◆ MATERIAL SHOWN
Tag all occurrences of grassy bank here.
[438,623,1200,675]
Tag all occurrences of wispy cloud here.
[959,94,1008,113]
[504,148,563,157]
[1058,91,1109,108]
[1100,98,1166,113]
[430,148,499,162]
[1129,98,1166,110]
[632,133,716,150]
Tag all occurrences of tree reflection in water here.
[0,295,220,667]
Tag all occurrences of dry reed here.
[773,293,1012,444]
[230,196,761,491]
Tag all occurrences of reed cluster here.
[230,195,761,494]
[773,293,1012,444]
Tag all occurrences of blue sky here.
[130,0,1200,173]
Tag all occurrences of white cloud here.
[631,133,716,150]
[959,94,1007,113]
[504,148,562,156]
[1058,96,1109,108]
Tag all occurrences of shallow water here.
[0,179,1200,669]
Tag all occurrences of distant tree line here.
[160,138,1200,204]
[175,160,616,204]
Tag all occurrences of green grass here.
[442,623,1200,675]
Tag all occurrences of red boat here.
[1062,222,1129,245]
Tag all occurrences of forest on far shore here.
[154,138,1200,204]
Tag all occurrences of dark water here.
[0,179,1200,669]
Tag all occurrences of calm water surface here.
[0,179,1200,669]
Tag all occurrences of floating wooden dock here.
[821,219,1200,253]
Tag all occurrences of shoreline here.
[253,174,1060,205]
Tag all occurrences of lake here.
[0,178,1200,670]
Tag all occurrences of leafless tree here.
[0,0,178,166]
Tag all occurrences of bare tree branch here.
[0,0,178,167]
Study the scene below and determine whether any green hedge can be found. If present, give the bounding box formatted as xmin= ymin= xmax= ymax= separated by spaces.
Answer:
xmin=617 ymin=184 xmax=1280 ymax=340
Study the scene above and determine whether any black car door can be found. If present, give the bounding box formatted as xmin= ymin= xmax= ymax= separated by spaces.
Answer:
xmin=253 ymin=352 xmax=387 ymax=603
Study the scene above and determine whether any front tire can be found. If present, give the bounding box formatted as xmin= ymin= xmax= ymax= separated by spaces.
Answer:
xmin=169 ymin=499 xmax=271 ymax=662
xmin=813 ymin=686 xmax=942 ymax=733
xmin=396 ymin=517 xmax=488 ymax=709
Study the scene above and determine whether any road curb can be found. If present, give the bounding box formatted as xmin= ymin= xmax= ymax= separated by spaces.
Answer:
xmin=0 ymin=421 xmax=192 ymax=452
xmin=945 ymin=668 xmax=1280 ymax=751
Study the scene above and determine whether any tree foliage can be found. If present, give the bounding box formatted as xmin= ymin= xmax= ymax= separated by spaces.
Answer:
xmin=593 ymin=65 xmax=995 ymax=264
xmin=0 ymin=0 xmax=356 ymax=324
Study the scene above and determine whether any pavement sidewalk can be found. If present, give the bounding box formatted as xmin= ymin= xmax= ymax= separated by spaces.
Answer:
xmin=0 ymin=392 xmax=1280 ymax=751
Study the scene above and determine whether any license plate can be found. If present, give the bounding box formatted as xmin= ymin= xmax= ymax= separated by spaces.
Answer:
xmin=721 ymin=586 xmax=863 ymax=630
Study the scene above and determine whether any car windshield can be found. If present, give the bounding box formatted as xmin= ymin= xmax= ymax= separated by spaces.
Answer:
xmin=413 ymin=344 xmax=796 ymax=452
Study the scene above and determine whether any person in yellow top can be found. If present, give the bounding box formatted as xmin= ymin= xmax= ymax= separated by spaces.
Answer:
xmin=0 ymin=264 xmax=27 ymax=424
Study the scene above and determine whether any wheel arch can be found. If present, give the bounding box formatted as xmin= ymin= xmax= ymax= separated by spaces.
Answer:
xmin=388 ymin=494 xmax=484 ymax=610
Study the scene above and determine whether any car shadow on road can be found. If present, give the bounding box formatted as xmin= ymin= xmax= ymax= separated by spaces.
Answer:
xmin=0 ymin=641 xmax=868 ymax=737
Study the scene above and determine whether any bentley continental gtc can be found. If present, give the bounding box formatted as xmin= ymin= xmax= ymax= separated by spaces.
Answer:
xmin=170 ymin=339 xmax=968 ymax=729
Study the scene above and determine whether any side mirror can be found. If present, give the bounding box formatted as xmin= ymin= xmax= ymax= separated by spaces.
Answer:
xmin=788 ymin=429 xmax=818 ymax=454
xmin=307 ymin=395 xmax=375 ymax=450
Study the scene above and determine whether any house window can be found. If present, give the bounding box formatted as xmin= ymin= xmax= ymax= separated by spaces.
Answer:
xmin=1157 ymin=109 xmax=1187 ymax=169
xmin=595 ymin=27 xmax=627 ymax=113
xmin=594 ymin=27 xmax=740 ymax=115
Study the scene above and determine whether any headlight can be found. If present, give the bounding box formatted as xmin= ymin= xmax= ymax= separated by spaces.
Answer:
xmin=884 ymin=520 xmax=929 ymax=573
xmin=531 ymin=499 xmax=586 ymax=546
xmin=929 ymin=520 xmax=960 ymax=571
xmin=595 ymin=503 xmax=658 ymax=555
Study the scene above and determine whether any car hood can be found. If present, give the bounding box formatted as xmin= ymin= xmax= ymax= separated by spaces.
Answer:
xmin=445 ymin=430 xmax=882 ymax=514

◆ YOUR INSTRUCTIONS
Copy out all the entries above, changing each "Study the scene" to "Examine the scene" and leaving everything else as it is.

◆ RESPONSE BELOW
Tag all occurrences of grassy bank here.
[438,623,1200,675]
Tag all occurrences of wispy cloud here.
[959,94,1008,113]
[504,148,563,157]
[1058,91,1109,108]
[1100,98,1166,113]
[430,148,499,162]
[1129,98,1166,110]
[632,133,716,150]
Tag all occurrences of tree reflection in water here.
[0,295,220,667]
Tag all occurrences of dry reed here.
[773,293,1012,444]
[230,196,761,491]
Tag all occurrences of reed cluster here.
[230,195,761,494]
[773,293,1012,444]
Tag all occurrences of blue sky here.
[130,0,1200,173]
Tag all occurrences of white cloud here.
[631,133,716,150]
[959,94,1007,113]
[504,148,562,156]
[1058,96,1109,108]
Tag all occurrences of shallow water here.
[0,179,1200,669]
Tag all occurrences of distant tree line here.
[160,138,1200,204]
[175,160,616,204]
Tag all occurrences of green grass here.
[442,623,1200,675]
Tag all occurrences of red boat here.
[1062,222,1129,245]
Tag all occurrences of forest on far shore here.
[154,138,1200,204]
Tag all occurrences of dark water here.
[0,179,1200,669]
Tag all occurrences of calm water surface here.
[0,179,1200,669]
Tag all occurrences of floating wooden dock here.
[821,219,1200,253]
Tag all occurrences of shoreline here.
[253,174,1060,205]
Tag all occurrences of lake here.
[0,178,1200,670]
Tag all occurrences of leafless tree here.
[0,0,178,166]
Tag all occurrences of bare tree branch here.
[0,0,178,167]
Examine the scene below and determine whether any green hedge can be found. If present, give the bounding box formatted as xmin= ymin= xmax= ymax= separated by spaces.
Answer:
xmin=617 ymin=184 xmax=1280 ymax=340
Examine the scene above and determine whether any black car door can be found. If present, give the bounding box formatted as xmin= ymin= xmax= ymax= separated by spaces.
Answer:
xmin=253 ymin=352 xmax=387 ymax=603
Examine the scene above and determine whether any front tire can be found. If present, give the bounding box formatted as xmin= ymin= xmax= ymax= separated by spaces.
Answer:
xmin=169 ymin=499 xmax=271 ymax=662
xmin=813 ymin=686 xmax=942 ymax=733
xmin=396 ymin=517 xmax=488 ymax=709
Examine the scene above and determine whether any road curb can be found. If present, give the bounding box formatted as xmin= ymin= xmax= ymax= separated by spaces.
Answer:
xmin=0 ymin=421 xmax=192 ymax=452
xmin=945 ymin=668 xmax=1280 ymax=751
Examine the scene above and determine whether any tree foliage can be found. If present, give the bounding box formatted as xmin= ymin= xmax= ymax= separated by spaces.
Answer:
xmin=593 ymin=65 xmax=995 ymax=264
xmin=0 ymin=0 xmax=356 ymax=324
Examine the scene above and determine whether any pavement sidewalk can be found. If present, give the bounding box formatted as xmin= ymin= xmax= ymax= separated by spaces.
Answer:
xmin=0 ymin=392 xmax=1280 ymax=751
Examine the scene above and determine whether any license plate can be found. If present, give the bounding box formatted as xmin= ymin= xmax= ymax= separated by spaces.
Answer:
xmin=721 ymin=586 xmax=863 ymax=630
Examine the scene above and determine whether any car windshield can be found. If present, give the bounding box formatted as xmin= ymin= xmax= ymax= separated by spaces.
Answer:
xmin=413 ymin=344 xmax=796 ymax=452
Examine the scene above and determine whether any person in yellow top can be found. If present, give the bounding box formatted as xmin= ymin= xmax= ymax= separated by spaces.
Answer:
xmin=0 ymin=264 xmax=27 ymax=424
Examine the scene above and determine whether any wheel arch can be found. If present, give the bounding box formatted as xmin= ymin= xmax= ymax= separated by spaces.
Answer:
xmin=388 ymin=494 xmax=484 ymax=610
Examine the scene above and determine whether any car shadow on road can be found. If present, give the bounding box formatted as xmin= ymin= xmax= ymax= separated by spaces.
Answer:
xmin=0 ymin=641 xmax=868 ymax=737
Examine the scene above and determine whether any bentley continental gtc can be found. If present, give the bounding box formatted as xmin= ymin= xmax= ymax= separated by spaces.
Answer:
xmin=170 ymin=339 xmax=968 ymax=729
Examine the scene above and determine whether any side mirror can be found. If present, give the bounding box formatted as xmin= ymin= xmax= ymax= separated by spaces.
Answer:
xmin=788 ymin=429 xmax=818 ymax=454
xmin=307 ymin=395 xmax=375 ymax=450
Examine the scene above and determine whether any house window can be found. If present, give the bounding box formatted as xmin= ymin= xmax= ymax= separated by spaces.
Answer:
xmin=1157 ymin=109 xmax=1187 ymax=169
xmin=595 ymin=27 xmax=627 ymax=113
xmin=594 ymin=27 xmax=740 ymax=115
Examine the scene above and determine whether any headlight can be found. If present, give the bounding box formatted as xmin= ymin= xmax= ymax= separated by spaces.
Answer:
xmin=884 ymin=520 xmax=929 ymax=573
xmin=531 ymin=499 xmax=586 ymax=546
xmin=929 ymin=520 xmax=960 ymax=571
xmin=595 ymin=503 xmax=658 ymax=555
Examine the scene above and determine whether any car hood can be found. If present, give the bounding box formatted as xmin= ymin= xmax= ymax= separated by spaces.
Answer:
xmin=445 ymin=430 xmax=882 ymax=514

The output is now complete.